> [Texto de estudio]
········

Chávez ganó con amplios márgenes las elecciones de 1998 y después, aprovechándose de la gracia de todo gobierno en tiempos de estreno, logró amasar poder y legitimarlo en las urnas. Halló un resquicio en la polarización para implantar su discurso a través de medios de comunicación gubernamentales: desde el comienzo de su gestión, con su prosa voluptuosa y su vozarrón estridente, programas de televisión y de radio, así como periódicos, con los cuales quiso rebatir todo viso de crítica. En el tránsito expresó simpatía por los peores del barrio: Fidel Castro, Saddam Hussein, Muamar el Gadafi, Mahmoud Ahmadinejad y Vladimir Putin, entre otros.
En las legislativas de 2005, la oposición desertó de las urnas y dejó la Asamblea Nacional en manos del oficialismo. Relegido al año siguiente, Chávez terminó siendo más democrático que los otros, mortificados por sus traspiés: aseguró que iba a salir de Miraflores si perdía. Las misiones, programas sociales financiados con los ingresos adicionales de Petróleos de Venezuela (Pdvsa) en coincidencia con las alzas récord del precio del barril, atienden ahora en colegios y hospitales a aquellos que siempre han sido soslayados por el Estado. Nunca había ocurrido, así como nunca había habido tantos empleados públicos.
La oposición venezolana, sin más plan que derrocarlo, dio de bruces contra sí misma el 11 de abril de 2002: las efímeras 47 horas de gobierno del empresario Pedro Carmona, como consecuencia del golpe de Estado, demostraron que, si la meta era terminar con actitudes antidemocráticas, nada iba a ser más antidemocrático que un presidente ilegítimo, surgido de una conspiración civil y militar. Diez años después, en 2012, esas fuerzas dispersas se unieron por primera vez en una década detrás de un candidato elegido en primarias abiertas a todo el electorado, Capriles.

········

> [Explore el material]
- A) Responda estas preguntas según el texto sobre Chávez:
(i) ¿En qué año ganó Chávez las elecciones con amplios márgenes?
(ii) ¿Cuántas horas duró el gobierno del empresario Pedro Carmona?
(iii) ¿Con qué se financian las misiones?
- B) Reproduzca sin cambios todo el pasaje del texto sobre Chávez que va desde "Chávez ganó con" hasta "Putin, entre otros.", ambos incluidos.

> [Material proporcionado]
········

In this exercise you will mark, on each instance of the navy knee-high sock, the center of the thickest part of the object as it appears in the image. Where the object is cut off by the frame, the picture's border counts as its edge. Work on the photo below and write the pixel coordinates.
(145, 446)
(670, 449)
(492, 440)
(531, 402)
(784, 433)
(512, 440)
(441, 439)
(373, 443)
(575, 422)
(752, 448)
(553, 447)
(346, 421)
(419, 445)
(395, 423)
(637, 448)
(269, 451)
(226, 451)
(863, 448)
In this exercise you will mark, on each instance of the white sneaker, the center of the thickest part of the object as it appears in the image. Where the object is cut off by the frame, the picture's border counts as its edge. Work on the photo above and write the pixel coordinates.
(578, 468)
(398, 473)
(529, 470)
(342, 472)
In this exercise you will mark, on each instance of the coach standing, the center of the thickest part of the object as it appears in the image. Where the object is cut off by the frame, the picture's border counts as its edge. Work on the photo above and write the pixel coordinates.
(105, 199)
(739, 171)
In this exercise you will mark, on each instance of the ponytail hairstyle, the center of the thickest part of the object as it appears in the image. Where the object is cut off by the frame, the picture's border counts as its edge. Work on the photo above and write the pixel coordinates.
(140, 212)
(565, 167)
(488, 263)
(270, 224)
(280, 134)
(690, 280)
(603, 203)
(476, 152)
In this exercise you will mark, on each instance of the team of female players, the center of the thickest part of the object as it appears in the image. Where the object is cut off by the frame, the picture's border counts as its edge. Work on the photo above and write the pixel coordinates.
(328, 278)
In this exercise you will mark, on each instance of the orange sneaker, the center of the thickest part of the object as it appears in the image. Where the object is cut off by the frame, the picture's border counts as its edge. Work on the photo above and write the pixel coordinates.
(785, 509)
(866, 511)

········

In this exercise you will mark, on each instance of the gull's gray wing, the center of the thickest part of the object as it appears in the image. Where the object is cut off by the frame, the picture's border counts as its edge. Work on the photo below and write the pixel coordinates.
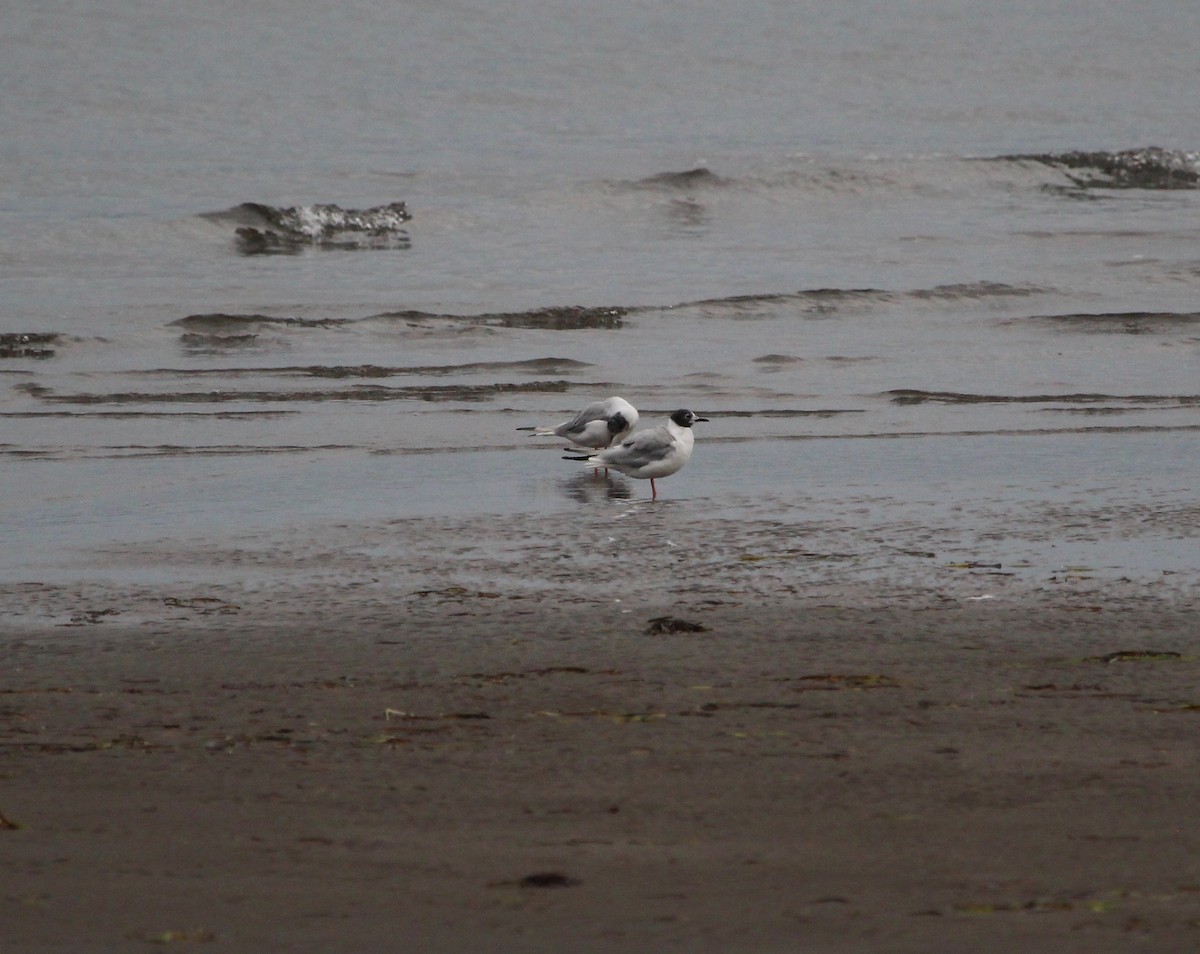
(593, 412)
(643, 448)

········

> [Resultados por tarea]
- A)
(i) En 1998.
(ii) 47 horas.
(iii) Con los ingresos adicionales de Petróleos de Venezuela (Pdvsa).

- B)
Chávez ganó con amplios márgenes las elecciones de 1998 y después, aprovechándose de la gracia de todo gobierno en tiempos de estreno, logró amasar poder y legitimarlo en las urnas. Halló un resquicio en la polarización para implantar su discurso a través de medios de comunicación gubernamentales: desde el comienzo de su gestión, con su prosa voluptuosa y su vozarrón estridente, programas de televisión y de radio, así como periódicos, con los cuales quiso rebatir todo viso de crítica. En el tránsito expresó simpatía por los peores del barrio: Fidel Castro, Saddam Hussein, Muamar el Gadafi, Mahmoud Ahmadinejad y Vladimir Putin, entre otros.